>>>
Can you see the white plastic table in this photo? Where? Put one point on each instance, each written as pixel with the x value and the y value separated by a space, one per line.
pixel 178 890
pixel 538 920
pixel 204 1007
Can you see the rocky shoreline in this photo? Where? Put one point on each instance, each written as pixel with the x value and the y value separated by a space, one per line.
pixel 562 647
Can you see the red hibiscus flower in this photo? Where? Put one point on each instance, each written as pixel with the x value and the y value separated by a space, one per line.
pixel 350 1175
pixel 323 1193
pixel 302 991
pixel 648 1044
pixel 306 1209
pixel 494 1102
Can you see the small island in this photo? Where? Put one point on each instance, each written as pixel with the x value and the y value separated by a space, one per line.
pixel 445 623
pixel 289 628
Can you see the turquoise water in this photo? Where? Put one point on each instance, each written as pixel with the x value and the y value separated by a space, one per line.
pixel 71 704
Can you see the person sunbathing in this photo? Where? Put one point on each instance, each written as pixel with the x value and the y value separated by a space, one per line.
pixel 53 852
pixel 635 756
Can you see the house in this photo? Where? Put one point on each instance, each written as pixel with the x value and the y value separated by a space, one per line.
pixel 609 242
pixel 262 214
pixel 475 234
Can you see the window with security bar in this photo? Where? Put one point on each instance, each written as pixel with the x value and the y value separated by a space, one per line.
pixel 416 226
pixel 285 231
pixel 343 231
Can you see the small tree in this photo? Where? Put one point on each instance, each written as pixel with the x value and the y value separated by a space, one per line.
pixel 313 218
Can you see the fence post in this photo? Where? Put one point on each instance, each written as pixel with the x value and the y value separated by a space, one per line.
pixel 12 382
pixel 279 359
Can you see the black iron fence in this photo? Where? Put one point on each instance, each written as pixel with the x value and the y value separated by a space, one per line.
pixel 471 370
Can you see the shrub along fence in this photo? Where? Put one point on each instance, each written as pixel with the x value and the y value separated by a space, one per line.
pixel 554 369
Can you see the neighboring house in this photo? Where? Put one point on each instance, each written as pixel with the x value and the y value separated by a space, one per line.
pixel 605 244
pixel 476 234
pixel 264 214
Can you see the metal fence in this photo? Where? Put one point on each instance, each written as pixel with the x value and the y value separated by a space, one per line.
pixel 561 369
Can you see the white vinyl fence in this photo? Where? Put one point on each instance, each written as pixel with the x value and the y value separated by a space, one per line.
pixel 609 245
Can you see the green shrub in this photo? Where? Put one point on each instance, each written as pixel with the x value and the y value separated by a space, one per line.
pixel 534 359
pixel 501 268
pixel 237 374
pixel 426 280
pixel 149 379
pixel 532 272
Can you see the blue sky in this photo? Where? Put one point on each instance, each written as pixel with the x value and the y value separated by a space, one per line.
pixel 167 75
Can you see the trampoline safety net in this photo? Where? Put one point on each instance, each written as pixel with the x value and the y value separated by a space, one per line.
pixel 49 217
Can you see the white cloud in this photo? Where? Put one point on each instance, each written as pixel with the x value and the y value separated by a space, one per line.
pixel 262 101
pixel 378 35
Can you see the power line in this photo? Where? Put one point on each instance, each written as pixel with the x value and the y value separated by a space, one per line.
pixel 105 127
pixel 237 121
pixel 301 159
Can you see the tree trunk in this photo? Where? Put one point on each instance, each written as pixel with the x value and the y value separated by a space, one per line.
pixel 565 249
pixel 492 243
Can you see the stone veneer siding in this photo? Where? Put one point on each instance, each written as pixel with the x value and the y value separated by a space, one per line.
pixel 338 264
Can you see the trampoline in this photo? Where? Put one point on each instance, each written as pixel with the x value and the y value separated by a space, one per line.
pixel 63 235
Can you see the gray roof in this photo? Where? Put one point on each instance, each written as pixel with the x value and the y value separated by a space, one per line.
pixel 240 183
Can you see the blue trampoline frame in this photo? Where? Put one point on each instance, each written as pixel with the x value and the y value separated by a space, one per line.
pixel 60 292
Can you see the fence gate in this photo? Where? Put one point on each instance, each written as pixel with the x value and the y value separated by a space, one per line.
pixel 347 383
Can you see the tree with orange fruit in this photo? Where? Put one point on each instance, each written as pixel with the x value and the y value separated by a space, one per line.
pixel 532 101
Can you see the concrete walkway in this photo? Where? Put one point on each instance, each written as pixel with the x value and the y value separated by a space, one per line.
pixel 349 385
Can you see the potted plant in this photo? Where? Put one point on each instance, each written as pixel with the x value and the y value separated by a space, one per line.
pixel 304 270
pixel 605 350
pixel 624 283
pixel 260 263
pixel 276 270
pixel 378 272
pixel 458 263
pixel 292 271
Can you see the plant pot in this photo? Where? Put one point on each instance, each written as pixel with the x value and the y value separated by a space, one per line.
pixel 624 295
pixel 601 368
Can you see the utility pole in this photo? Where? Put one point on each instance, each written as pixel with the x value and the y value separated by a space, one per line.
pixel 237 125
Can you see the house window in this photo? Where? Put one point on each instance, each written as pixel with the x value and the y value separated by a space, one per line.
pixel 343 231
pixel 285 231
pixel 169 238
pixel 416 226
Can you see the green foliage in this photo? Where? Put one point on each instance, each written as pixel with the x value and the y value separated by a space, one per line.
<<<
TASK BRIEF -> Nothing may be left out. Copy each line of the listing exactly.

TASK RESULT ->
Can you see the white plastic table in this photo? Where? Put one point on each instance, each written as pixel with the x value and the y value separated by a space, one per line.
pixel 178 890
pixel 538 920
pixel 204 1007
Can you see the rocky shoreline in this photo? Where? Put one point on each instance, each written as pixel with the x value and the y value separated by a space, one per line.
pixel 562 647
Can you see the red hibiscus flower in this photo? Where? Put one point on each instance, each written as pixel with the x value and the y value separated by a space, one per line.
pixel 350 1175
pixel 323 1193
pixel 302 991
pixel 648 1044
pixel 306 1209
pixel 494 1102
Can you see the small island in this photo? Where? Put one point on each instance, each written as pixel with the x value and the y value separated by a space, one per line.
pixel 445 623
pixel 289 628
Can you see the turquoise water in this photo? Where? Put one point on each instance, each written as pixel with the x value and the y value separated by a space, one per line.
pixel 71 704
Can you see the person sunbathing in this photo? Where? Put one point on each instance, each written as pixel with the x value and the y value separated by a space, one per line.
pixel 53 852
pixel 635 756
Can you see the house in this photo? Where? Put one point on each instance, each written as pixel with the x value and the y value separated by a space, one per line.
pixel 609 242
pixel 262 214
pixel 475 234
Can you see the window with security bar in this photo? Where? Put one point on each instance, each written as pixel with the x value and the y value separated by a space, one per line.
pixel 416 226
pixel 285 231
pixel 343 231
Can you see the small tree in this photo? Where? Put one point on each instance, each written as pixel with the x value and the y value separated by a space, one per line.
pixel 313 218
Can you see the fence post in this photo? Where? Put one point on each instance, each written as pixel with the x value and the y value separated by a space, one per line.
pixel 12 382
pixel 279 359
Can you see the black iron fence in this photo? Where? Put one point on each instance, each written as pixel with the x value and the y value separated by a space, one per line.
pixel 471 370
Can you see the shrub along fence in this photo? Where? Put one point on each instance, each written as pixel with the x value and the y value separated by a space, one per line.
pixel 554 369
Can you see the neighboring house in this photo? Where? Put one point on each instance, each written as pixel with the x value and the y value separated by a space, one per line.
pixel 605 244
pixel 476 234
pixel 264 214
Can you see the metal fence in this photo? Where? Put one point on each instance, each written as pixel with the x value and the y value separated by a space, one per line.
pixel 561 369
Can you see the white vinyl fence in this photo? Where? Put one point on each instance, each written as pixel with the x value and the y value separated by a space, one per line.
pixel 609 245
Can you see the green shrub in this photo? Where? Put one point on each instance, each written as pixel with the x value and the y value separated by a space, one per line.
pixel 534 359
pixel 501 268
pixel 237 374
pixel 426 280
pixel 149 379
pixel 532 272
Can you see the blue sky in this photo? Where? Put one point on each instance, each written as pixel with the x value and the y value separated by a space, one per line.
pixel 167 75
Can you see the trampoline safety net in this photo? Where? Put one point on each instance, each written as pixel with the x value and the y value separated by a space, one per line.
pixel 49 217
Can you see the white cloud in this photo? Where? Put one point on each instance, each written as pixel with the x value and the y value separated by a space, one per line.
pixel 262 101
pixel 378 35
Can you see the power line in this photo? Where? Put one point on each instance, each written as pixel with the x value and the y value separated by a space, one per line.
pixel 105 127
pixel 237 121
pixel 301 159
Can you see the tree trunk in this photo? Where? Put one point on each instance, each written as pixel with the x value and the y value separated by a space, one per line.
pixel 565 249
pixel 492 243
Can you see the stone veneer siding in this photo? Where? Put one point on each instance, each written as pixel with the x value and the y value separated by a space, one per line.
pixel 338 264
Can you see the trampoline in this photo? Where? Put one point on each instance, each written as pixel with the x value and the y value separated by a space, one per line.
pixel 63 235
Can you see the gray roof in this photo? Where? Put one point on each instance, each written as pixel with the x value and the y value separated by a space, one per line.
pixel 240 183
Can you see the blue trampoline frame in this photo? Where? Put one point on each instance, each written as pixel with the x value and the y value separated by a space, one per line.
pixel 60 292
Can you see the fence gate in this photo? Where? Put one point on each instance, each written as pixel with the x value and the y value separated by a space, one per line.
pixel 347 383
Can you see the tree with orange fruit in this photo? Where? Put one point on each instance, each written as pixel with the x value and the y value separated by a space, one per line.
pixel 532 101
Can you see the concrete walkway in this photo? Where? Put one point on each instance, each written as pixel with the x value and the y value separated by a space, one per line.
pixel 349 385
Can you see the potted plant in this photo? Where? Put one point on each instance, each written as pixel with the x value and the y value separated by a space, one per line.
pixel 304 270
pixel 605 350
pixel 624 283
pixel 260 263
pixel 276 270
pixel 378 272
pixel 458 263
pixel 292 271
Can you see the plant pot in this photo? Where? Put one point on each instance, each written as pixel with the x value and the y value separated by a space, one per line.
pixel 624 295
pixel 601 368
Can you see the utility pole in this photo? Where? Put one point on each instance, each written as pixel with the x value and the y value separated by a space, one per line.
pixel 237 125
Can you see the house window in this photo? Where? Put one point on each instance, each written as pixel with the x value and the y value separated by a space, one per line.
pixel 343 231
pixel 285 231
pixel 169 238
pixel 416 226
Can you see the green foliage in this photo? Where? Put one point on each instance, each written as pixel with the x value and the y value separated by a space, one per line.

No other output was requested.